» **Problem to solve**: Set every line of the data down again exactly, and keep the pictures out.

Records provided START

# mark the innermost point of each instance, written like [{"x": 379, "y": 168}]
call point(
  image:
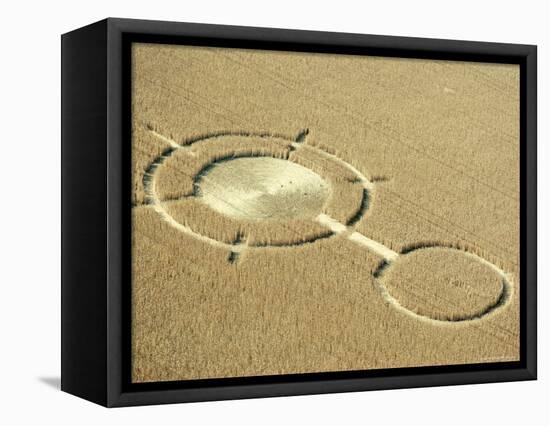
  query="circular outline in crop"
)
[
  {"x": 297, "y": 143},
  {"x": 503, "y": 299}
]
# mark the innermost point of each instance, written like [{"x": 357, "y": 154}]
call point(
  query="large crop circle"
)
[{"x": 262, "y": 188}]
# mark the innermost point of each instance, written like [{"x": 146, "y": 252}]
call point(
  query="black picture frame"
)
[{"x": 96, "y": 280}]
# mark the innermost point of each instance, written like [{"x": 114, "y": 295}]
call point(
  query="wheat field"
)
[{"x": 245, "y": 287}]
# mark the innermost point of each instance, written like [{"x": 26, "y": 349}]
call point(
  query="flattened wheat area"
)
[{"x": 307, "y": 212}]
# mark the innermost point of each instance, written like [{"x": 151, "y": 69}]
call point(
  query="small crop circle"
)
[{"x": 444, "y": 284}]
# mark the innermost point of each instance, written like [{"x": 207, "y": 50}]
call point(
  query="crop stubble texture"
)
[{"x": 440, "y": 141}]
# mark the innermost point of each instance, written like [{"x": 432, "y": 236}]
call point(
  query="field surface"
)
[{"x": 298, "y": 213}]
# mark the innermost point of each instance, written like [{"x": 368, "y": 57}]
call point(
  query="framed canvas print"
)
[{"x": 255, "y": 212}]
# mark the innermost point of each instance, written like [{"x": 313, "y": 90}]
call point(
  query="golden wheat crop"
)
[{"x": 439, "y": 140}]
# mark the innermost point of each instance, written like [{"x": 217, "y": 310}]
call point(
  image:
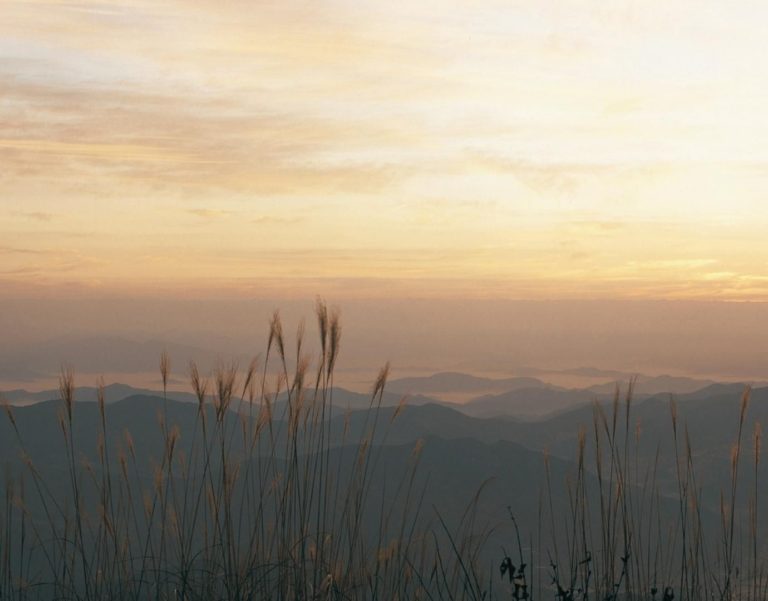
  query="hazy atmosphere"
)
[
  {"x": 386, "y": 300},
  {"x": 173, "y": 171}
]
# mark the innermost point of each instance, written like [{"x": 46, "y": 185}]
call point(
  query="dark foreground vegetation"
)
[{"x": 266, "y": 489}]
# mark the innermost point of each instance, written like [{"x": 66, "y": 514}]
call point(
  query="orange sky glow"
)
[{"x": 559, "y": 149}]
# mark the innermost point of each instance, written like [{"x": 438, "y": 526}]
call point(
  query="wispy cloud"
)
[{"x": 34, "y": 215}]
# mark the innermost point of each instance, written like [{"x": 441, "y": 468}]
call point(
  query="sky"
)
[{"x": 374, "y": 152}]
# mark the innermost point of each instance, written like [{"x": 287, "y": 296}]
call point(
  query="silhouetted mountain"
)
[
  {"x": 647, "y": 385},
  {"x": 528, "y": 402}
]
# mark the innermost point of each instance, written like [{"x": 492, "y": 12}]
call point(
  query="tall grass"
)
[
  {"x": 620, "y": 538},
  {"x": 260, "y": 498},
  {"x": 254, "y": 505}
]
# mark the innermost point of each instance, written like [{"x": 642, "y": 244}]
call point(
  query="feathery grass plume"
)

Records provided END

» **Answer box**:
# mark the innermost point of each instance, written like [{"x": 379, "y": 168}]
call point(
  image:
  query="circular outline in crop"
)
[
  {"x": 297, "y": 143},
  {"x": 503, "y": 299}
]
# mark the innermost point of each instance, written like [{"x": 357, "y": 154}]
call point(
  query="large crop circle"
)
[{"x": 262, "y": 188}]
# mark the innermost point of each instance, written like [{"x": 146, "y": 252}]
call point(
  query="black picture frame"
)
[{"x": 96, "y": 280}]
# mark the innermost point of each instance, written like [{"x": 114, "y": 295}]
call point(
  query="wheat field"
)
[{"x": 245, "y": 287}]
# mark the innermost point of each instance, written like [{"x": 26, "y": 349}]
call point(
  query="flattened wheat area"
)
[{"x": 307, "y": 212}]
# mark the innermost point of each instance, written like [{"x": 151, "y": 69}]
call point(
  query="small crop circle"
)
[{"x": 444, "y": 284}]
# mark the innermost point of each instance, written like [{"x": 207, "y": 50}]
call point(
  query="crop stubble texture"
)
[{"x": 440, "y": 141}]
# mark the innermost point of each instance, written like [{"x": 432, "y": 236}]
call point(
  query="field surface"
)
[{"x": 298, "y": 213}]
# mark the innermost point of each instance, written like [{"x": 368, "y": 57}]
call point(
  query="framed canvas print"
)
[{"x": 255, "y": 212}]
# mark the innermost point of each instance, written like [{"x": 313, "y": 90}]
call point(
  query="golden wheat crop"
)
[{"x": 439, "y": 140}]
# mark the innermost point of each instance, written like [{"x": 217, "y": 310}]
call point(
  image:
  query="hazy atmosphere"
)
[
  {"x": 386, "y": 300},
  {"x": 173, "y": 171}
]
# mark the innermost point of each instance, written like [{"x": 46, "y": 185}]
call point(
  query="dark foreground vegetation"
)
[{"x": 266, "y": 489}]
# mark the innermost point of each instance, written like [{"x": 66, "y": 514}]
call point(
  query="orange sky glow"
)
[{"x": 559, "y": 149}]
# mark the innermost point of each instance, written like [{"x": 438, "y": 526}]
call point(
  query="wispy cloud"
)
[{"x": 34, "y": 215}]
# mark the innermost point of each instance, written like [{"x": 441, "y": 468}]
call point(
  query="sky"
)
[{"x": 374, "y": 152}]
# mark the innermost point of each instance, written like [{"x": 287, "y": 296}]
call point(
  query="silhouetted mountain"
)
[
  {"x": 647, "y": 385},
  {"x": 528, "y": 402}
]
# mark the innermost point of each instance, written like [{"x": 492, "y": 12}]
call point(
  query="tall grass"
)
[
  {"x": 620, "y": 538},
  {"x": 260, "y": 498},
  {"x": 254, "y": 505}
]
# mark the innermost point of each instance, written like [{"x": 642, "y": 244}]
call point(
  query="feathery grass plume"
)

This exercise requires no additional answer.